Reproduce verbatim the lines of the material from the line with "umbrella, it would be much appreciated." up to and including the last line.

======== INFORMATION PROVIDED

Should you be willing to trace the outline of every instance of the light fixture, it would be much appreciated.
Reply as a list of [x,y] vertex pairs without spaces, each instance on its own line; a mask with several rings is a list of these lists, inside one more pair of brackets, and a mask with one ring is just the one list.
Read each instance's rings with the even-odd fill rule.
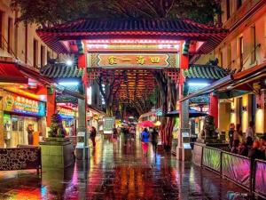
[[59,84],[62,86],[76,86],[79,84],[79,82],[59,82]]
[[68,67],[73,66],[73,60],[67,60],[66,61],[66,65],[67,65]]
[[209,84],[208,83],[197,83],[197,82],[189,82],[188,83],[188,85],[189,86],[202,86],[202,87],[206,87],[206,86],[208,86]]

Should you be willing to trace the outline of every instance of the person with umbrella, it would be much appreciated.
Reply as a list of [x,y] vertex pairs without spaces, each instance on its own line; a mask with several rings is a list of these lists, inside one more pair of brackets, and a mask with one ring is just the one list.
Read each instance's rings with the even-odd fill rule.
[[150,138],[150,133],[147,128],[145,128],[144,131],[141,132],[142,150],[144,152],[145,156],[147,156],[148,155],[149,138]]

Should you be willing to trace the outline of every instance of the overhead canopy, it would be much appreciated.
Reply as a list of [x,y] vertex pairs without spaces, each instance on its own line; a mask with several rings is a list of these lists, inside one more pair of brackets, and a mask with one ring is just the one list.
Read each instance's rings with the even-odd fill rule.
[[[59,53],[67,53],[77,40],[153,39],[203,42],[198,53],[211,52],[228,31],[178,19],[86,19],[43,28],[38,36]],[[77,49],[75,47],[75,49]]]
[[[179,110],[174,110],[171,112],[168,112],[165,115],[166,116],[168,117],[178,117],[179,116]],[[193,117],[199,117],[199,116],[207,116],[207,113],[205,112],[200,112],[195,109],[189,109],[189,117],[193,118]]]
[[209,86],[204,87],[201,90],[183,98],[179,101],[181,102],[214,91],[217,92],[223,92],[231,90],[254,91],[256,90],[254,88],[254,84],[257,84],[259,88],[265,87],[265,78],[266,64],[262,63],[234,75],[229,75],[216,82],[214,82]]
[[25,77],[14,63],[0,62],[0,82],[27,84],[28,79]]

================

- _SOLVED EXERCISE_:
Should you be willing to trace the outline of every instance of the person with umbrella, it would be much appreciated.
Reply as a list of [x,y] vertex pairs without spaces, each instance on its own line; a mask with several rings is a list of these lists, inside one more pair of brackets, and a mask with one ring is just the one list.
Read each instance's rings with the even-odd fill rule.
[[150,138],[150,133],[147,128],[145,128],[144,131],[141,132],[142,150],[144,152],[145,156],[147,156],[148,155],[149,138]]

Should you be willing to trace the outline of every instance of the overhead canopy, it would be much appreciated.
Reply as a list of [x,y] vertex pairs without spaces, each instance on its own line; a mask with several rings is a list of these lists, inside one more pair of brackets, and a mask with one ring is just the one list.
Read each instance's rings with the even-odd fill rule.
[[[59,53],[67,53],[77,40],[153,39],[203,42],[198,53],[211,52],[228,31],[178,19],[86,19],[43,28],[38,36]],[[77,49],[75,47],[75,49]]]
[[[179,110],[174,110],[171,112],[168,112],[165,115],[166,116],[168,117],[178,117],[179,116]],[[193,117],[199,117],[199,116],[207,116],[207,113],[205,112],[200,112],[195,109],[189,109],[189,117],[193,118]]]
[[209,86],[204,87],[201,90],[183,98],[179,101],[181,102],[214,91],[217,92],[223,92],[231,90],[254,91],[256,90],[254,88],[254,84],[257,84],[259,88],[265,87],[265,78],[266,64],[262,63],[234,75],[229,75],[216,82],[214,82]]
[[25,77],[14,63],[0,62],[0,82],[27,84],[28,79]]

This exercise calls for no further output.